» **Text provided**
I'd like to attach a number to each MODIS pixel telling me in which
"low resolution" box it is located - allowing me to continue with
histogram and its reverse indices to extract relevant averages from the
MODIS data.
I have some code which tells me if a point falls within a specific box,
but that would require a loop over all boxes and all pixels until a
matching box is found - with ~ 99000 boxes in an orbit, things get
tedious and slow very fast. I /think/ I can adapt this code to do
either loop in one go, but not both loops at the same time - at least I
have no idea where (no pun intended) to start.
The single point version of the poly-tester, returns true if the point
[pnt_x,pnt_y] lies within the polygon described by the (x,y) pairs in
poly_x and poly_y:
function POINT_IN_POLY, pnt_x, pnt_y, poly_x, poly_y
compile_opt defint32, strictarr, strictarrsubs
ii=0
jj=n_elements(poly_x)-1
cc=0B
for ii=0,n_elements(poly_x)-1 do begin
if ((poly_y[ii] le pnt_y) && (pnt_y lt poly_y[jj])) || $
((poly_y[jj] le pnt_y) && (pnt_y lt poly_y[ii])) $
then $
if pnt_x lt (poly_x[jj] - poly_x[ii]) * $
(pnt_y - poly_y[ii]) / (poly_y[jj] - poly_y[ii]) + poly_x[ii] $
then $
cc = ~ cc
jj = ii
endfor
return, cc
end
(taken from the C-version available here:
http://www.ecse.rpi.edu/Homepages/wrf/Research/Short_Notes/p npoly.html)

» **Exercise instructions**
Return the full forum post above on assigning MODIS pixels to low-resolution boxes, word for word and with the code unchanged.

» **Available data**
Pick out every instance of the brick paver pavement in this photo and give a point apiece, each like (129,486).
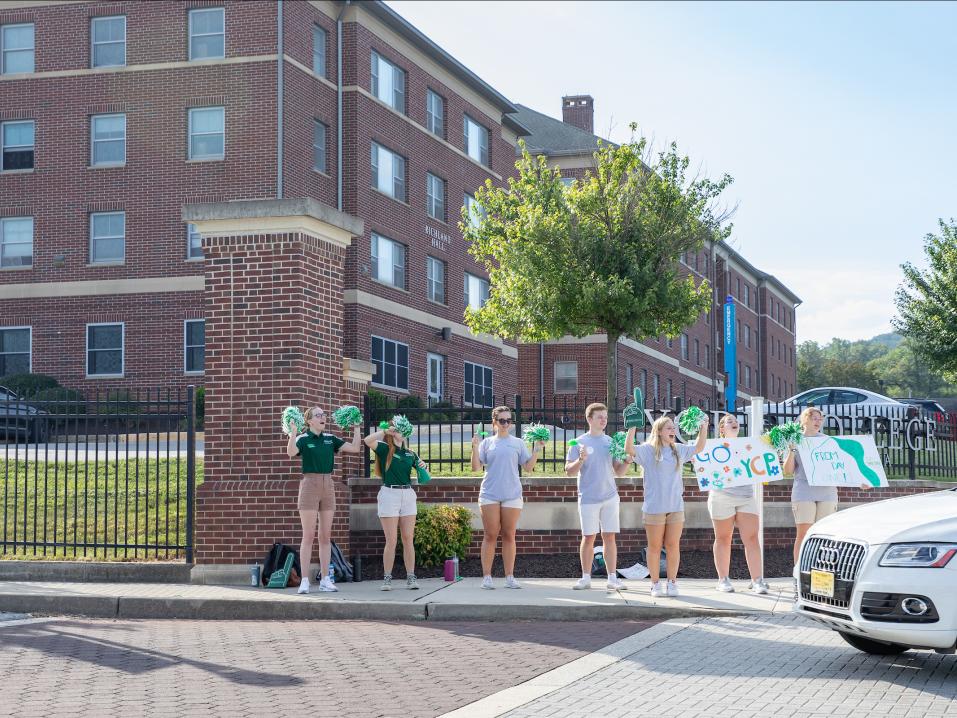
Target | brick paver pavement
(759,666)
(79,667)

» **Answer to this problem**
I'd like to attach a number to each MODIS pixel telling me in which
"low resolution" box it is located - allowing me to continue with
histogram and its reverse indices to extract relevant averages from the
MODIS data.
I have some code which tells me if a point falls within a specific box,
but that would require a loop over all boxes and all pixels until a
matching box is found - with ~ 99000 boxes in an orbit, things get
tedious and slow very fast. I /think/ I can adapt this code to do
either loop in one go, but not both loops at the same time - at least I
have no idea where (no pun intended) to start.
The single point version of the poly-tester, returns true if the point
[pnt_x,pnt_y] lies within the polygon described by the (x,y) pairs in
poly_x and poly_y:
function POINT_IN_POLY, pnt_x, pnt_y, poly_x, poly_y
compile_opt defint32, strictarr, strictarrsubs
ii=0
jj=n_elements(poly_x)-1
cc=0B
for ii=0,n_elements(poly_x)-1 do begin
if ((poly_y[ii] le pnt_y) && (pnt_y lt poly_y[jj])) || $
((poly_y[jj] le pnt_y) && (pnt_y lt poly_y[ii])) $
then $
if pnt_x lt (poly_x[jj] - poly_x[ii]) * $
(pnt_y - poly_y[ii]) / (poly_y[jj] - poly_y[ii]) + poly_x[ii] $
then $
cc = ~ cc
jj = ii
endfor
return, cc
end
(taken from the C-version available here:
http://www.ecse.rpi.edu/Homepages/wrf/Research/Short_Notes/p npoly.html)